▶ TO DO
Set down, in full, every record in the block.

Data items
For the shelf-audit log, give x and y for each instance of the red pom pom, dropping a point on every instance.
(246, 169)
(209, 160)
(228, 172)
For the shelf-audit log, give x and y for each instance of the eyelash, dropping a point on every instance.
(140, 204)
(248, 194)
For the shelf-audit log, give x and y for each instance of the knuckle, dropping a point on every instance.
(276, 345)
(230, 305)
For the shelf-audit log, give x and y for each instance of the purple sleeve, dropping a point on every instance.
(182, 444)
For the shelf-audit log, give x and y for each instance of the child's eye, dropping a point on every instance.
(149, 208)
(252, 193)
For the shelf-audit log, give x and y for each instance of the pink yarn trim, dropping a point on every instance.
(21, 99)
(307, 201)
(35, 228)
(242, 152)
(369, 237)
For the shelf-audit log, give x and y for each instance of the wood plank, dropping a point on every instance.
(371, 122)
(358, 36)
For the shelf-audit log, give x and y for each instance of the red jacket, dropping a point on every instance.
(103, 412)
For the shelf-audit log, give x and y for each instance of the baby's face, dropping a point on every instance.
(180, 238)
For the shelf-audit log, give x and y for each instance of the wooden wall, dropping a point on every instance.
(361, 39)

▶ RESULT OF THE TASK
For the shelf-audit log, give x and y for each instance of the red pom pom, dropping a point on every instance.
(246, 169)
(209, 160)
(228, 172)
For the shelf-audit log, give x and y for each instance of the eyelash, dropping a point on every instance.
(140, 204)
(248, 194)
For the shelf-audit log, give x and y for each instance of the knuckle, dropping a point on every instance.
(276, 345)
(230, 305)
For the shelf-audit log, give x and y for each instance of the purple sleeve, dropping a point on every instance.
(182, 444)
For the shelf-audit log, give x and y for each instance of the child's eye, dropping a point on every instance.
(149, 208)
(252, 193)
For the shelf-audit log, give x and y for each instance of the pink yarn trim, dropping a point on every instance.
(21, 99)
(307, 201)
(35, 228)
(242, 152)
(369, 237)
For the shelf-audit log, give x and y for each instance of the wood plank, dropping a point on every instance.
(371, 122)
(358, 36)
For the shelf-audit log, give x and y for each instance of the red jacket, dropping a point on every instance.
(103, 412)
For the shelf-audit log, give x and y for each instance of the baby's face, dropping a point on every instance.
(180, 238)
For the shelf-audit log, give x and y for each instance of the wooden wall, dropping a point on every instance.
(361, 39)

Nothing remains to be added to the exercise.